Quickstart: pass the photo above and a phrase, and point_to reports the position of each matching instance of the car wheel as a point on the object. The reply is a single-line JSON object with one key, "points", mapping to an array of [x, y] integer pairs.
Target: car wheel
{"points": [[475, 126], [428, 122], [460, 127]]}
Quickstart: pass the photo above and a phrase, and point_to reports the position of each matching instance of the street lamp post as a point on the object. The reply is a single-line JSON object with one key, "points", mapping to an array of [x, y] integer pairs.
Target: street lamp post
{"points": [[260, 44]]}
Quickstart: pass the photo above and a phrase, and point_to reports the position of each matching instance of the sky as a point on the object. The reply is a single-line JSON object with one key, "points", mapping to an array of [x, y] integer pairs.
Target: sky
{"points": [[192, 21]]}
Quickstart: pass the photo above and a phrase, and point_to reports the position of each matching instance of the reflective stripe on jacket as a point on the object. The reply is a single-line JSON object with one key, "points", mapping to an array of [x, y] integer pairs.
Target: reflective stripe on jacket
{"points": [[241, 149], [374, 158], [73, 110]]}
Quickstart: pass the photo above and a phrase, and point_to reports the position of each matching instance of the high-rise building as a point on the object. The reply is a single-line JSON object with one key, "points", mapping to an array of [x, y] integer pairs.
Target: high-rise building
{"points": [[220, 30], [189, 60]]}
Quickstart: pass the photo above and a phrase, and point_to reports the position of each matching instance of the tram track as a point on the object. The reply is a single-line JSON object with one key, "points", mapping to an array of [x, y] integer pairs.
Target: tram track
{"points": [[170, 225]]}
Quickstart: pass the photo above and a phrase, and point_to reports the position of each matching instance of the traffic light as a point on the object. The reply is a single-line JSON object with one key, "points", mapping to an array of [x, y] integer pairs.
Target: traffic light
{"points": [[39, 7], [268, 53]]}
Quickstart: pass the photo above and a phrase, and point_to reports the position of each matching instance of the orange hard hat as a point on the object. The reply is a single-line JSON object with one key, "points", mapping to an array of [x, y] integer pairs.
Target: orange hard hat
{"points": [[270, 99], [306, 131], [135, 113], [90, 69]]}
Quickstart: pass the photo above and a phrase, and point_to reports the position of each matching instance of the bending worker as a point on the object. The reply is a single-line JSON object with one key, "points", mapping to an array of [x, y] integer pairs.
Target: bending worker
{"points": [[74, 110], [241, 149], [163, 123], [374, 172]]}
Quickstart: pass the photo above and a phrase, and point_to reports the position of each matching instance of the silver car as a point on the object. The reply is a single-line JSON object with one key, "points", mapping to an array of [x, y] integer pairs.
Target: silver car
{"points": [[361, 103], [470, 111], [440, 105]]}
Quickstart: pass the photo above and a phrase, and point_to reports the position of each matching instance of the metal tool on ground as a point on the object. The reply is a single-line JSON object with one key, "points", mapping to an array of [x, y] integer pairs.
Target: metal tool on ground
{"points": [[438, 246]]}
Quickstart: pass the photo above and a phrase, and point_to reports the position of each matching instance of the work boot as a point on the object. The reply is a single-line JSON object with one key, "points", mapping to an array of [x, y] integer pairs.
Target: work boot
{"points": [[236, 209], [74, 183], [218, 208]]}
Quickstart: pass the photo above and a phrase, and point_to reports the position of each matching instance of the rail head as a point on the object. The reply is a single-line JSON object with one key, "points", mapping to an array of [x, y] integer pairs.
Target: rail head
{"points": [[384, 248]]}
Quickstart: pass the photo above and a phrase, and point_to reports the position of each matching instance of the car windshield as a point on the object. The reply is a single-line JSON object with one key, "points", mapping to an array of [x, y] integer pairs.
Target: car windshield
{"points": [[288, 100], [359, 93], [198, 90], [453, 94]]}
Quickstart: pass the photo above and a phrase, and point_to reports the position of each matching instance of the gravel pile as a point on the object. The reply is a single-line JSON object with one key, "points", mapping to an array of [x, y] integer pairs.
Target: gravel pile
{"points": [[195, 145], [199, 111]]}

═══

Write all of the records out again exactly.

Quickstart: pass the photo above and a phrase, and point_to reports the position of each matching instance of the car wheel as a point on the object. The reply is a single-line JSON object with one key, "points", mapping to an array of [x, y] integer pairs.
Target: car wheel
{"points": [[475, 126], [428, 122], [460, 127]]}
Quickstart: pass the photo above and a phrase, and point_to reports the position of each matching instance of the street lamp post as a point on the object. The reply is a single-line JSON object with one key, "points", mapping to an array of [x, y] integer pairs.
Target: street lamp post
{"points": [[260, 44]]}
Quickstart: pass the photo above and a phrase, and point_to reports the position of each matching instance of the sky as a point on the object. The reply is a single-line JSON object with one key, "points", mapping to an array of [x, y] integer pairs.
Target: sky
{"points": [[192, 21]]}
Quickstart: pass the photo above and a phrase, and point_to reports the position of each matching instance of the reflective stripe on jacket as a point on the object. The reply is a single-line JSON object with one key, "points", mapping to an array of [x, y] integer pairs.
Target: reflective stripe on jacket
{"points": [[241, 149], [374, 158], [73, 110]]}
Quickstart: pass the photo above and a phrase, and point_to reports the position of each matching instance of the high-rise building as a point on the object. The reply is a single-line JSON object with one key, "points", mapping to an array of [x, y] integer pairs.
Target: high-rise building
{"points": [[220, 30], [189, 60]]}
Quickstart: pass the photo above and a phrase, and point_to reports the position of each matching instance of the tram track as a point on the object. The reply is a single-line JSON object with one key, "points", mapping to an array of [x, y] integer pairs.
Target: tram track
{"points": [[170, 225]]}
Quickstart: pass the photo above and a phrase, and point_to reports the position of each matching instance of the traffic light as a point on the object. The reply is a single-line JSON object with one key, "points", mapping to an array of [x, y] integer pairs.
Target: traffic light
{"points": [[39, 7], [268, 53]]}
Quickstart: pass the photo above and a phrase, and point_to reports the position of each matching instance of the orange hard hat as a point on the object. The reply is a single-line JSON object with one key, "points", mapping to an array of [x, y] integer pairs.
Target: orange hard hat
{"points": [[270, 99], [306, 131], [135, 113], [90, 69]]}
Quickstart: pass the photo above and a phrase, and point_to reports the position of each matching instance of the bending worker as a point on the object. The reply is a single-line JSON object with one key, "points", mapping to an array of [x, y] integer pairs.
Target: bending worker
{"points": [[74, 110], [241, 149], [163, 123], [374, 172]]}
Quickstart: pass the photo above and a phrase, and point_to reports the position of each matching instance of the silver car as a point on the object. The reply is a single-line JSON object with one key, "points", mapping to an array of [x, y] integer pairs.
Target: silver car
{"points": [[361, 103], [470, 111], [440, 105]]}
Quickstart: pass the photo above and a phrase, and point_to reports the position of each matching instance of the metal tool on ground as a point on the object. The reply is a single-line JSON object with one key, "points", mapping to an array of [x, y] integer pairs.
Target: metal tool on ground
{"points": [[438, 246]]}
Quickstart: pass the photo above and a phrase, and point_to reports the position of each matching instance of the work boot as a point on the object. The reply is a single-line JSON object with one key, "points", mapping to an array of [x, y] integer pairs.
Target: work boot
{"points": [[236, 209], [74, 183], [218, 208]]}
Quickstart: pass the photo above and a phrase, and point_to reports the position of each matching instance of the rail head as a point on the object. The reply is a single-line JSON object with one key, "points", mapping to an array of [x, y] integer pairs.
Target: rail head
{"points": [[384, 248]]}
Quickstart: pass the photo above and a phrase, and point_to reports the position of each matching instance of the car windshield as a point on the object. The reply is a single-line JSON object with one key, "points", mapping to an array of [x, y] integer pairs.
Target: car windshield
{"points": [[288, 100], [359, 93], [198, 90], [453, 94]]}
Quickstart: pass the photo above and a phrase, and point_to reports the position of each matching instance of the gravel pile as a point on the object. The reply is a single-line JSON object with one key, "points", mapping to an array of [x, y] integer pairs.
Target: gravel pile
{"points": [[195, 145], [199, 111]]}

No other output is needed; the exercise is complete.